**Task requirements:**
A. Answer these questions from the tankless water heater error code guide.
(i) Which brands get brand-specific notes?
(ii) According to the overview, what does an error code tell you, and what does it not identify?
(iii) What group of readers is the guide meant for, according to its title?
B. Rewrite the part of the tankless water heater guide starting with "Tankless water heater error codes are" and going on through "the general playbook.", changing "control board" to "circuit board".
C. Extend the tankless water heater error code guide from its final heading onward.

**Source passage:**
--
Troubleshooting20 min read·

Tankless Water Heater Error Codes: Complete Diagnostic Guide for Technicians

A field-tested reference covering every error code category — ignition, flame, venting, overheating, flow, sensors, gas supply, and condensate — with diagnostic specs, step-by-step workflows, and brand-specific notes for Navien, Rinnai, Rheem, and A.O. Smith.

Plumbing diagnostic tools and service manuals on a workbench — complete tankless water heater error code guide
boltOverview

Tankless water heater error codes are fault indicators — not diagnoses. A code tells you which subsystem the control board detected a problem in; it does not identify the failed component. This guide gives technicians the complete framework: what each error category means electrically and mechanically, how to measure and test rather than guess, and where each major brand differs from the general playbook.

What Are Tankless Water Heater Error Codes?
--
Stored items

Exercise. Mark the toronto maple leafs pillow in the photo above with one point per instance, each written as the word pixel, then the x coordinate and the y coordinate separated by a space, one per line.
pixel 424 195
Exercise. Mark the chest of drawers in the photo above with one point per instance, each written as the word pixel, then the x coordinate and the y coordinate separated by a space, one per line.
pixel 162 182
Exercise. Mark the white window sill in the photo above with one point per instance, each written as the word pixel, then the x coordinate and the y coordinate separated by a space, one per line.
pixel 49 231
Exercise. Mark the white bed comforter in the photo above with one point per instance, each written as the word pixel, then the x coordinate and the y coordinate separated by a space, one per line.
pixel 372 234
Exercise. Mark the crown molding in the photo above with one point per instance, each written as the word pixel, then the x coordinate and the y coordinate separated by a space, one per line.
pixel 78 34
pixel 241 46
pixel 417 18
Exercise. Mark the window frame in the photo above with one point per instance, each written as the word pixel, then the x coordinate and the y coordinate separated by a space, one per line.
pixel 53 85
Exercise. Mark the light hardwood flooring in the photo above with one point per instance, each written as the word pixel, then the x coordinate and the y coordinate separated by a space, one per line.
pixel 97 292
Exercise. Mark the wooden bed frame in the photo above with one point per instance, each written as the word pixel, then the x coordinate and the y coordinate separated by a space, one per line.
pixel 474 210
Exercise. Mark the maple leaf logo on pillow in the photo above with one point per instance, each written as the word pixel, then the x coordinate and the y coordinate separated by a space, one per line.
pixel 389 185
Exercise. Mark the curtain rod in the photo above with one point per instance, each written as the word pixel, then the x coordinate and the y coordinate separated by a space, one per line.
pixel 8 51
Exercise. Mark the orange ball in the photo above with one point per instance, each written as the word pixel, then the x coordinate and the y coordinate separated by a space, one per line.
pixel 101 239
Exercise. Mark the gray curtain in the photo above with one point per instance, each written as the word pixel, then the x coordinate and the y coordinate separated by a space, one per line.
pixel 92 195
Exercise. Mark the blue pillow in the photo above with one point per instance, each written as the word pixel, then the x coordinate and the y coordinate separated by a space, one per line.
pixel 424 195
--
**Answers to the problems:**
A.
(i) Navien, Rinnai, Rheem, and A.O. Smith.
(ii) It tells you which subsystem the control board detected a problem in. It does not identify the failed component.
(iii) Technicians.

B.
Tankless water heater error codes are fault indicators — not diagnoses. A code tells you which subsystem the circuit board detected a problem in; it does not identify the failed component. This guide gives technicians the complete framework: what each error category means electrically and mechanically, how to measure and test rather than guess, and where each major brand differs from the general playbook.

C.
Every tankless unit monitors its operation through a network of sensors: thermistors on the inlet and outlet, a flow sensor on the cold-water inlet, an ionization rod or flame sensor in the burner, pressure switches on the gas manifold, a combustion air fan tachometer, and in condensing models, a condensate level switch. The control board compares each sensor's reading to an expected range in firmware. When a reading falls out of range or a switch does not close within the allotted time, the board sets a fault code, shuts down the gas valve, and displays the code. The fault code identifies the sensor or subsystem — not the part that caused the reading to drift. A 'high outlet temperature' code could mean the thermistor is accurate and the heat exchanger is scaled, OR it could mean the thermistor is drifting and reporting a falsely elevated temperature while the water is actually within range.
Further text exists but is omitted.